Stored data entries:
----------
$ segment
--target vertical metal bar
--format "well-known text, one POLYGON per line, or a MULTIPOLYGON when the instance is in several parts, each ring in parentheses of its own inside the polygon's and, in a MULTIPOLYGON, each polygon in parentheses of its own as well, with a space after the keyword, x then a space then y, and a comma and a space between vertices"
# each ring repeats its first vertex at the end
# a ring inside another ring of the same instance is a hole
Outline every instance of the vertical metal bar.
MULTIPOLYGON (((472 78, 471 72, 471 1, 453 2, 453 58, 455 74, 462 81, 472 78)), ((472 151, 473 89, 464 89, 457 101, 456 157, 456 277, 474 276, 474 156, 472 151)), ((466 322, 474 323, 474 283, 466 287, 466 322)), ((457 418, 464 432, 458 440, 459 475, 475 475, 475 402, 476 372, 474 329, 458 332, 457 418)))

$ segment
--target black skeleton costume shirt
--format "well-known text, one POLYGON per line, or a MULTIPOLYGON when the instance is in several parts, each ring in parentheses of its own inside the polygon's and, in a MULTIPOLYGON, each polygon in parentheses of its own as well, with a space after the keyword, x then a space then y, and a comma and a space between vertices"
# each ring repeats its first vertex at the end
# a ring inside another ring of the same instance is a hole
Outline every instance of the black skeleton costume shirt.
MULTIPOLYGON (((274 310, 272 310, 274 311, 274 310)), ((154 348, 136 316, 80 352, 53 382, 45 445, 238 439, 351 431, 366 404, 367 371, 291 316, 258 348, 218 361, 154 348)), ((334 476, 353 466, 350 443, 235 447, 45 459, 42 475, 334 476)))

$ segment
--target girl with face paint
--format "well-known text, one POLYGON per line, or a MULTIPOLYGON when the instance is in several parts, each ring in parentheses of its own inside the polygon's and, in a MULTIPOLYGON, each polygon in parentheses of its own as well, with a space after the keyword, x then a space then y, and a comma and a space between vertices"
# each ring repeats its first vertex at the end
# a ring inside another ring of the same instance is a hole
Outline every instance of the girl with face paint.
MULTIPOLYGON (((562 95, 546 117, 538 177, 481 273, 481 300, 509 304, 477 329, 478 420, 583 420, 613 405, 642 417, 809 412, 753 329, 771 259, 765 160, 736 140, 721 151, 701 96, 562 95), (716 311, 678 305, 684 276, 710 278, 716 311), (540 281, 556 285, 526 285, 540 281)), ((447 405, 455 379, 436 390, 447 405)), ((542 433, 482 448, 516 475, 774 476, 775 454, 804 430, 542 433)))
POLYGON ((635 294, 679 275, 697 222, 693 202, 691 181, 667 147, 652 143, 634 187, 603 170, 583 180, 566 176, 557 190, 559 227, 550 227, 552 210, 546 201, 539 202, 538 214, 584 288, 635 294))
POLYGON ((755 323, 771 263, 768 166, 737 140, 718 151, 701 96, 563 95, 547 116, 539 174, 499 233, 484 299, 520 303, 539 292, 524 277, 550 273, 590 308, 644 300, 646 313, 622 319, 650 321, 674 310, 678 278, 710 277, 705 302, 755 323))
----------
> _What you will do_
Reproduce each entry above. Every word must match.

> _Response to the exercise_
$ segment
--target vertical metal bar
--format "well-known text, one POLYGON per line, or a MULTIPOLYGON when the instance is in several parts, each ring in parentheses of its own inside the polygon's and, in a MULTIPOLYGON, each polygon in parentheses of its own as well, with a space after the keyword, x then a space then y, and a comma and a space between vertices"
# each ring repeats its first vertex at the end
# a ring inside another ring of the same instance is a hole
Outline every instance of the vertical metal bar.
MULTIPOLYGON (((472 78, 471 72, 471 1, 453 2, 453 58, 455 74, 462 81, 472 78)), ((472 151, 473 89, 464 89, 457 101, 456 157, 456 277, 474 276, 474 156, 472 151)), ((466 322, 474 323, 474 283, 466 287, 466 322)), ((457 418, 464 432, 458 440, 459 475, 475 475, 475 402, 476 372, 474 329, 458 332, 457 418)))

$ segment
--target black skeleton costume shirt
--format "well-known text, one POLYGON per line, or a MULTIPOLYGON when the instance is in several parts, each ring in parentheses of its own inside the polygon's and, in a MULTIPOLYGON, each polygon in parentheses of its own as well, with a space after the keyword, x then a space then y, and a comma and a space between vertices"
# each ring repeats its first vertex at the end
# a ring inside another ring of the same instance is a hole
Outline every instance of the black skeleton costume shirt.
MULTIPOLYGON (((274 310, 272 310, 274 311, 274 310)), ((154 348, 136 316, 80 352, 53 382, 45 445, 238 439, 351 431, 366 404, 367 371, 291 316, 258 348, 218 361, 154 348)), ((334 476, 353 466, 350 443, 235 447, 45 459, 42 475, 334 476)))

$ segment
--target girl with face paint
--format "well-known text, one POLYGON per line, or a MULTIPOLYGON when the instance is in several parts, each ring in parentheses of its own inside the polygon's and, in a MULTIPOLYGON, each polygon in parentheses of its own as well, with a space after the keyword, x then a space then y, and a comma and a space between vertices"
# each ring repeats its first vertex at the end
# a ring inside another ring of the same instance is a hole
Outline every instance of the girl with face paint.
MULTIPOLYGON (((562 95, 546 117, 538 177, 481 273, 481 300, 509 304, 477 329, 478 420, 583 420, 613 405, 642 417, 809 412, 753 329, 771 259, 765 160, 736 140, 721 151, 701 96, 562 95), (716 311, 678 305, 684 276, 710 278, 716 311), (540 281, 556 285, 526 285, 540 281)), ((447 405, 455 379, 436 390, 447 405)), ((542 433, 482 448, 516 475, 774 476, 775 454, 804 430, 542 433)))
POLYGON ((635 294, 679 275, 697 222, 693 202, 691 181, 667 147, 652 143, 634 187, 603 170, 583 180, 566 176, 557 190, 559 227, 550 227, 552 210, 546 201, 539 202, 538 214, 584 288, 635 294))
POLYGON ((755 323, 771 263, 768 166, 737 140, 718 151, 701 96, 563 95, 547 116, 539 174, 499 233, 484 299, 520 303, 539 292, 524 277, 550 273, 590 308, 644 300, 646 313, 622 319, 650 321, 674 310, 678 278, 710 277, 705 302, 755 323))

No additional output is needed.